▶ _THE EXERCISE_
Pick out each line in the listing below that contains the word "flower", and copy those lines.

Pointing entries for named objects
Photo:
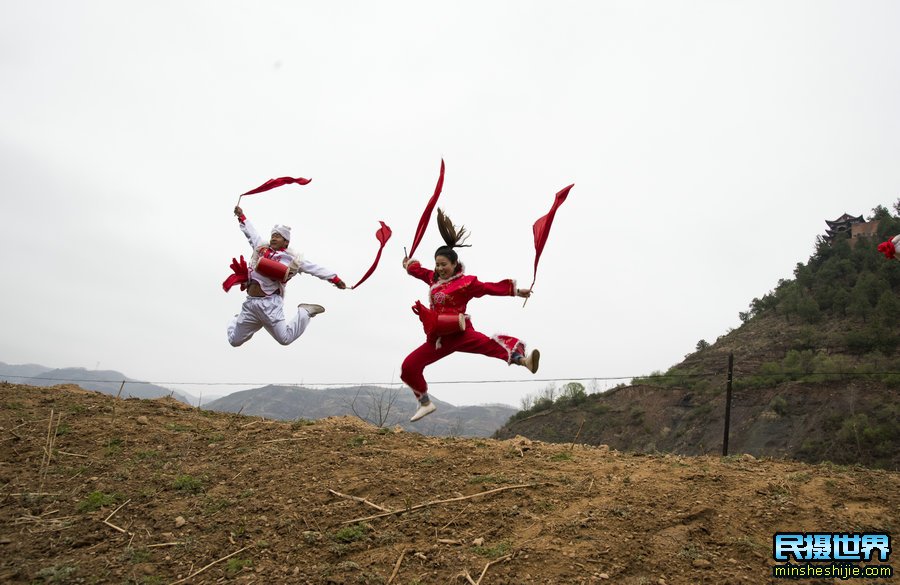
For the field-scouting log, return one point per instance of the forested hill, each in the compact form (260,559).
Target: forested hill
(816,373)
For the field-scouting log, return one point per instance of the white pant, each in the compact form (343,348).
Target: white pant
(268,312)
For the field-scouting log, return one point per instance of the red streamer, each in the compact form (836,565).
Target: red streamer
(241,275)
(426,215)
(382,235)
(272,183)
(888,249)
(542,228)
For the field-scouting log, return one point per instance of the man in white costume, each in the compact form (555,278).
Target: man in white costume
(271,266)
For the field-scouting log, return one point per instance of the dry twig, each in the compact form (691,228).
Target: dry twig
(503,558)
(358,499)
(197,572)
(396,566)
(452,520)
(111,525)
(576,435)
(436,502)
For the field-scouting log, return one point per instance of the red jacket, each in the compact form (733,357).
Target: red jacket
(452,295)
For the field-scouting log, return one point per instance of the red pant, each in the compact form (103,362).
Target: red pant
(468,341)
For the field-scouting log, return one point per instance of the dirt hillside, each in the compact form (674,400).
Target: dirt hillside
(99,490)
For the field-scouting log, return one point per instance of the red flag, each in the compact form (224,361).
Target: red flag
(542,227)
(426,215)
(240,275)
(382,235)
(272,183)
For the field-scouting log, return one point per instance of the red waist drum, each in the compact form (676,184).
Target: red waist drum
(272,269)
(447,323)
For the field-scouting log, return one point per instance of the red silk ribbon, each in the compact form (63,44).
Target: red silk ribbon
(426,215)
(542,227)
(382,235)
(272,183)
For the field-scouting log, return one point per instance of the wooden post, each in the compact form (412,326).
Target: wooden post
(728,403)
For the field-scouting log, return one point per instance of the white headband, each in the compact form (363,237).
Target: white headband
(283,230)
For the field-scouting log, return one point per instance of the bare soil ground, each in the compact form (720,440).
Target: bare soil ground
(99,490)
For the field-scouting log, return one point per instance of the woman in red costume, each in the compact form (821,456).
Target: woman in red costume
(448,328)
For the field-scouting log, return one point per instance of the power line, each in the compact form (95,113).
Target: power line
(641,378)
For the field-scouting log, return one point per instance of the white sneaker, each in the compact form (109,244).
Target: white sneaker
(423,411)
(532,361)
(313,310)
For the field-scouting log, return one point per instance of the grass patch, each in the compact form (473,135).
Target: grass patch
(95,501)
(493,552)
(114,446)
(235,566)
(302,422)
(357,441)
(188,483)
(56,574)
(148,455)
(351,533)
(214,505)
(480,479)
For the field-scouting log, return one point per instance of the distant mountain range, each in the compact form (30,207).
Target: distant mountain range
(383,407)
(105,381)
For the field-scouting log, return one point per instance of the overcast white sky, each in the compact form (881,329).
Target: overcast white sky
(708,142)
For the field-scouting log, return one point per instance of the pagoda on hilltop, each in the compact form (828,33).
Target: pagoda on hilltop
(851,227)
(842,226)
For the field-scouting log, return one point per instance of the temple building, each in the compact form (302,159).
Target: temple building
(851,227)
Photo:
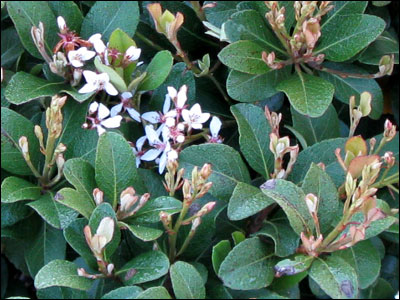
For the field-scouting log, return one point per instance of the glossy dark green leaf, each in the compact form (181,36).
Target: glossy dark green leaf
(26,14)
(347,87)
(105,17)
(24,87)
(116,167)
(248,266)
(285,239)
(146,267)
(157,71)
(219,252)
(315,130)
(251,88)
(291,199)
(13,127)
(318,182)
(61,273)
(346,35)
(227,166)
(15,189)
(49,245)
(186,281)
(54,213)
(247,200)
(365,260)
(244,56)
(254,133)
(335,277)
(308,94)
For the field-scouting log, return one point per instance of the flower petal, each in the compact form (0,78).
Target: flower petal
(152,117)
(134,114)
(102,112)
(116,109)
(113,122)
(151,154)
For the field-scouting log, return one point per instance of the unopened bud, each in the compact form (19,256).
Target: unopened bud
(195,224)
(389,159)
(312,203)
(98,196)
(206,171)
(389,130)
(365,103)
(24,146)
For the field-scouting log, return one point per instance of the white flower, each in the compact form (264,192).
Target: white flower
(167,116)
(194,117)
(97,82)
(138,150)
(77,57)
(132,53)
(61,24)
(126,106)
(98,44)
(101,120)
(215,127)
(160,147)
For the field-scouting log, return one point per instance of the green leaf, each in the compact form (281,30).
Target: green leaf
(125,292)
(318,182)
(322,152)
(346,87)
(220,13)
(285,239)
(254,133)
(61,273)
(291,198)
(70,12)
(26,14)
(343,8)
(13,126)
(80,142)
(146,267)
(248,266)
(116,167)
(186,281)
(15,189)
(24,87)
(101,211)
(11,47)
(385,44)
(315,130)
(143,232)
(75,237)
(251,88)
(246,201)
(150,212)
(219,252)
(308,94)
(105,17)
(365,260)
(157,292)
(115,78)
(346,35)
(227,167)
(48,245)
(250,25)
(335,277)
(54,213)
(157,71)
(76,200)
(244,56)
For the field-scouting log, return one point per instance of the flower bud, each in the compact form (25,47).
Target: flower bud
(98,196)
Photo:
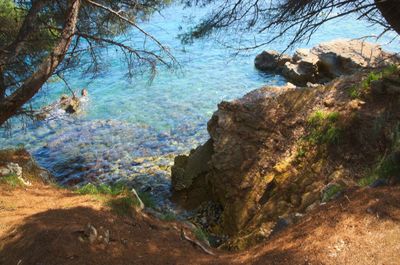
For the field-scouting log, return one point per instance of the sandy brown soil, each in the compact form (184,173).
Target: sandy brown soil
(42,224)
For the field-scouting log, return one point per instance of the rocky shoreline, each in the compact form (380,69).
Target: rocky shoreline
(325,61)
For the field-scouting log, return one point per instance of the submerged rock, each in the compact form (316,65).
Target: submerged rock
(267,159)
(326,61)
(271,61)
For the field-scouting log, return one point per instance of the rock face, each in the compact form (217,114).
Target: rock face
(325,61)
(20,163)
(271,60)
(265,163)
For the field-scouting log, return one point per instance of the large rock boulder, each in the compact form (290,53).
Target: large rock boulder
(326,61)
(271,61)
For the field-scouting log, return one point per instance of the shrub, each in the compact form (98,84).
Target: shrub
(115,189)
(331,192)
(324,128)
(170,216)
(124,206)
(147,200)
(200,234)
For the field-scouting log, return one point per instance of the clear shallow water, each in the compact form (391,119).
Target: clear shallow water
(126,119)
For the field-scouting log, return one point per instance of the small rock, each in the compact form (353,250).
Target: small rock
(330,102)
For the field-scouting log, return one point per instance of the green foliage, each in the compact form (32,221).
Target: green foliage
(12,180)
(170,216)
(201,234)
(324,128)
(115,189)
(389,165)
(356,91)
(300,153)
(147,200)
(331,191)
(123,206)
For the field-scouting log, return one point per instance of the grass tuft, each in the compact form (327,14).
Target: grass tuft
(115,189)
(170,216)
(123,206)
(12,180)
(324,128)
(200,234)
(331,192)
(147,200)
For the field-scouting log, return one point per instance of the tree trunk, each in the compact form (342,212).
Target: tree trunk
(390,10)
(10,105)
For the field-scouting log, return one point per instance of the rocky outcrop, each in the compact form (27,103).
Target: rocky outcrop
(69,104)
(19,163)
(326,61)
(277,153)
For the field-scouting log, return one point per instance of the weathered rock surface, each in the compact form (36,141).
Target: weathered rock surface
(271,61)
(263,165)
(326,61)
(20,163)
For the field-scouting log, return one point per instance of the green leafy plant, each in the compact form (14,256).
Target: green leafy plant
(170,216)
(123,206)
(323,128)
(388,166)
(115,189)
(147,200)
(12,180)
(200,234)
(331,192)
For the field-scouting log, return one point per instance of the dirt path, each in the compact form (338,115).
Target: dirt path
(43,224)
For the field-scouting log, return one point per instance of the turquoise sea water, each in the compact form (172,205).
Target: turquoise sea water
(125,119)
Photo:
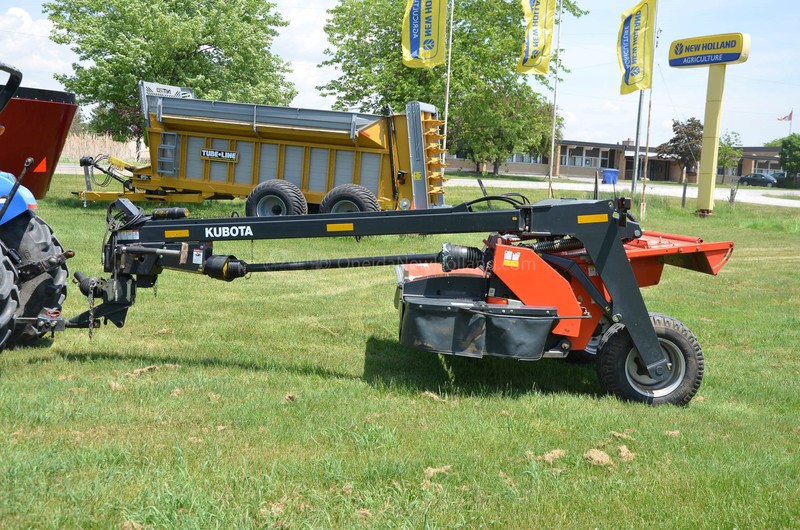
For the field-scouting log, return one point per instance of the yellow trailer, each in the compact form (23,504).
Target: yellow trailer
(283,160)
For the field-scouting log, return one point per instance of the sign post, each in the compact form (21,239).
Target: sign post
(715,52)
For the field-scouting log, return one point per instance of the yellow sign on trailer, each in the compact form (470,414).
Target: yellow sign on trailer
(715,52)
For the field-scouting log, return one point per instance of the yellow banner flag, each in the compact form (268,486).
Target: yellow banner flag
(635,47)
(424,26)
(538,46)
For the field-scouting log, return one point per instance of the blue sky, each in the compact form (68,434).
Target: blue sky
(757,92)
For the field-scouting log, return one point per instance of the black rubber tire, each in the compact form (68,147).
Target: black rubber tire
(273,198)
(349,198)
(621,373)
(33,240)
(9,297)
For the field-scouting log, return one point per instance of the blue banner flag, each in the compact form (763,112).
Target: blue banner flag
(424,25)
(635,47)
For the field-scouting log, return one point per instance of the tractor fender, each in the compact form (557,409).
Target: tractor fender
(23,200)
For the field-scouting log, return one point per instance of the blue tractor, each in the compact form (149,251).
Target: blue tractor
(33,270)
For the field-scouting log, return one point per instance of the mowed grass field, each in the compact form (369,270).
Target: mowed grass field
(285,401)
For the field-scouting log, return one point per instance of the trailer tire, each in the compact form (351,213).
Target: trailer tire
(349,198)
(273,198)
(9,297)
(34,242)
(622,374)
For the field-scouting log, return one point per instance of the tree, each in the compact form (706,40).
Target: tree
(774,143)
(493,109)
(520,123)
(790,154)
(219,48)
(729,152)
(687,143)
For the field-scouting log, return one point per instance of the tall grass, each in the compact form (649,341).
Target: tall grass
(89,144)
(285,401)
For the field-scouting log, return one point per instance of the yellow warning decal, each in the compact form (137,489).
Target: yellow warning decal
(339,227)
(511,259)
(594,218)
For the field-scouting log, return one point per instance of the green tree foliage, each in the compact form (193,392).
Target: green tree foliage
(686,144)
(729,152)
(220,48)
(790,154)
(493,110)
(774,143)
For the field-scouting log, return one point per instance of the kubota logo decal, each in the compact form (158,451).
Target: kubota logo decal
(229,231)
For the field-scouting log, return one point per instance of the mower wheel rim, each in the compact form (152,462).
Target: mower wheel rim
(639,380)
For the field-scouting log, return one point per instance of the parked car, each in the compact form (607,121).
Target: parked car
(757,179)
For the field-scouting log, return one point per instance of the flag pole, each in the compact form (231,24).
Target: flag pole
(555,96)
(447,81)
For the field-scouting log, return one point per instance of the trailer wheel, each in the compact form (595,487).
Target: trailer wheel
(349,198)
(275,198)
(34,242)
(622,373)
(9,297)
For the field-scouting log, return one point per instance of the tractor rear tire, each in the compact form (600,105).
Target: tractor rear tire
(273,198)
(9,297)
(34,242)
(623,374)
(349,198)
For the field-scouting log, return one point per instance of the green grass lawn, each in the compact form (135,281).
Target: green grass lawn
(284,401)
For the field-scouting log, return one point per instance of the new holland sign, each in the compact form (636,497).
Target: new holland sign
(728,48)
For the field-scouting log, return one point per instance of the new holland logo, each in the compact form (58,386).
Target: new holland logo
(229,231)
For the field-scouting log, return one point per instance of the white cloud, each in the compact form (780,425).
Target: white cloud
(302,42)
(25,43)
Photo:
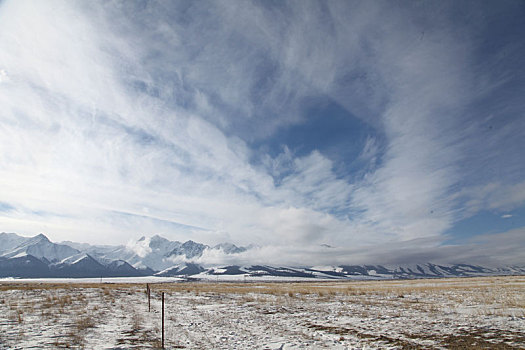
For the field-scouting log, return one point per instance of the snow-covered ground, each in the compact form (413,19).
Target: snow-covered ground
(449,313)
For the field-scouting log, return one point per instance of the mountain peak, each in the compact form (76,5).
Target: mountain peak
(40,238)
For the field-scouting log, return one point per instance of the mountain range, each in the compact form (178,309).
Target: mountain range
(38,257)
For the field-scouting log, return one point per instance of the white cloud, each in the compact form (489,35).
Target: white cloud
(108,110)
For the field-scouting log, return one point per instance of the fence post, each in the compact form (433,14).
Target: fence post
(163,320)
(148,290)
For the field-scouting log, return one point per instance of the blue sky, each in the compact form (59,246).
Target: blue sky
(387,130)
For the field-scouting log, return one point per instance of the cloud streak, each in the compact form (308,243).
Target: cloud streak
(127,118)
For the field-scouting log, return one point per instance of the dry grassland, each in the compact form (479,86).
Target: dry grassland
(466,313)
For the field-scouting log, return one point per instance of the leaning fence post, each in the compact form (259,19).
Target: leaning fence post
(148,290)
(163,320)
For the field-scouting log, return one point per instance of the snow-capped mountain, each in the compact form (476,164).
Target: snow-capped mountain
(40,247)
(39,257)
(157,253)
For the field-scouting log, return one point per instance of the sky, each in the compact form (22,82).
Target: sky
(322,132)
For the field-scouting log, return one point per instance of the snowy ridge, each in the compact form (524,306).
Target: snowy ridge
(157,256)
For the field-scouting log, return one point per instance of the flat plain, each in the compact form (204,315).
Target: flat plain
(458,313)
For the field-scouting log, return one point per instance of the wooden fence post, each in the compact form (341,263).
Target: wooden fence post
(163,320)
(149,296)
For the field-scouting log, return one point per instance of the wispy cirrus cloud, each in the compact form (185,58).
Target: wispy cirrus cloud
(127,118)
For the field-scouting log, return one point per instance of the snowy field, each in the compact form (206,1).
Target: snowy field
(473,313)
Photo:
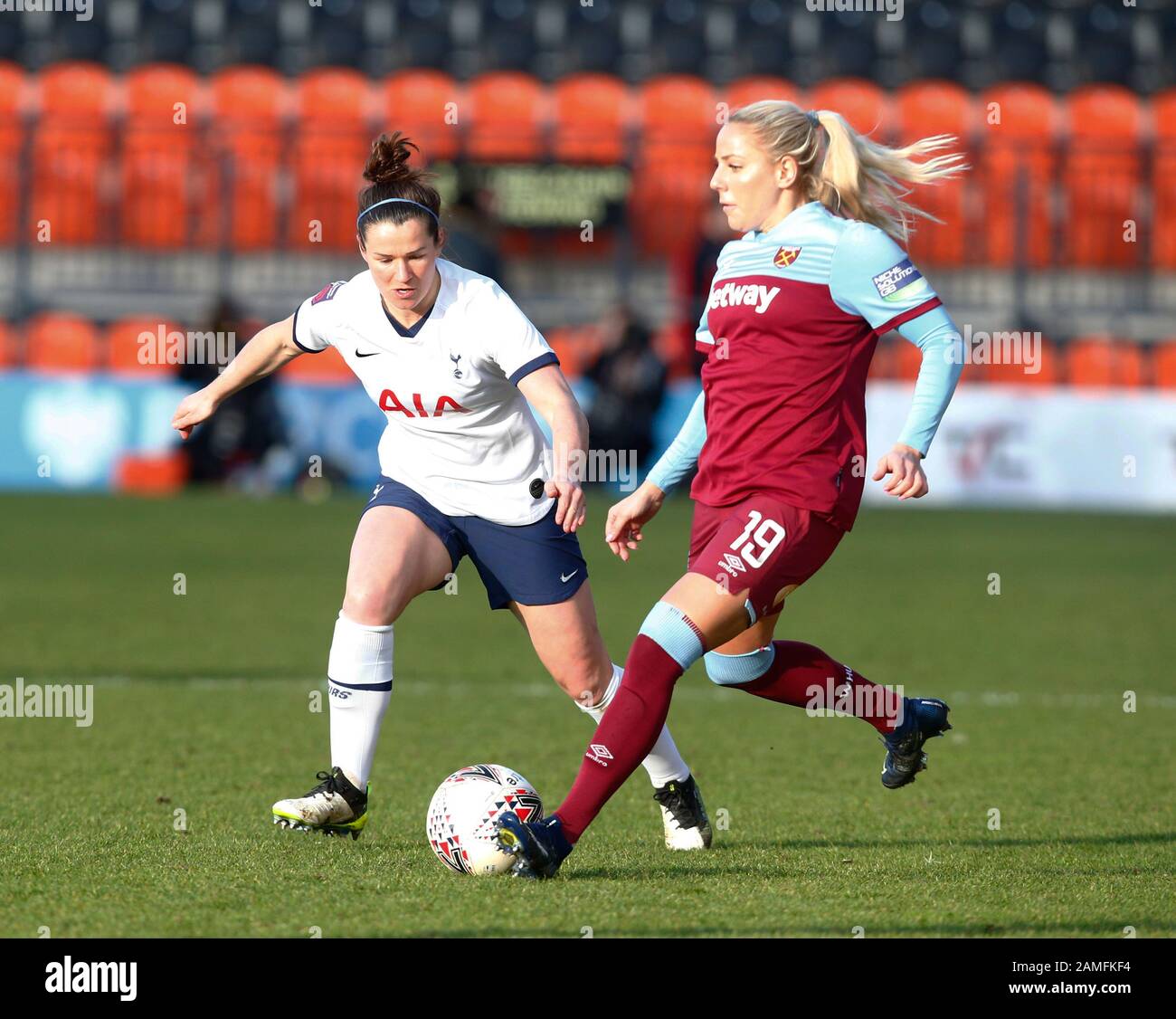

▶ _SOLUTION TO THIS PROBLEM_
For the field-scouting log, return one point per instance of the flower petal, each in the compact form (0,78).
Target: flower petal
For the field-scouting log, return one point per instance of the white flower, each in the compact form (264,192).
Target: white flower
For the field-scouting log, return one point per instance of the flower bud, each in the compact form (25,47).
Target: flower bud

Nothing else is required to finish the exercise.